To be done :: Convert every line of the items below into a numbered list, skipping any blank lines. Leave the pictures out of your list.

Supplied data ::

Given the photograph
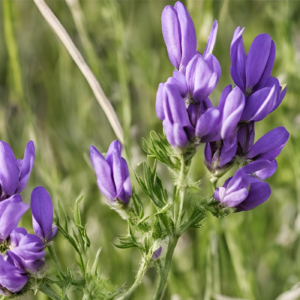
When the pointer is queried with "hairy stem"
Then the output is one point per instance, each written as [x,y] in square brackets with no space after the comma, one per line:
[138,280]
[166,268]
[178,203]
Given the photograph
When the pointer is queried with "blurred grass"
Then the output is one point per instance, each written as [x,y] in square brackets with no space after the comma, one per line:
[44,97]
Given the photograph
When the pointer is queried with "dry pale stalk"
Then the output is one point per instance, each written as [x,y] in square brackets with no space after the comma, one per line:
[83,66]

Finished exercise ::
1. Given the photograph
2. When the pointer is queried with "hairy stem"
3. Then the output is one point per instance, each written as [x,y] in square brackets with no space after the comma, one per line:
4. [138,280]
5. [166,268]
6. [178,203]
7. Given the photograph
8. When the pointer is queried with "blurred grass"
9. Then the output is one point per instance, each written as [x,y] in square brackets with no space after the comma, one per line:
10. [44,97]
11. Given the photograph
12. When the pointer is queried with "dry pale stalk"
13. Then the output is one point per instance, each written as [x,y] in square brackets with no space after the comma, one per line:
14. [83,66]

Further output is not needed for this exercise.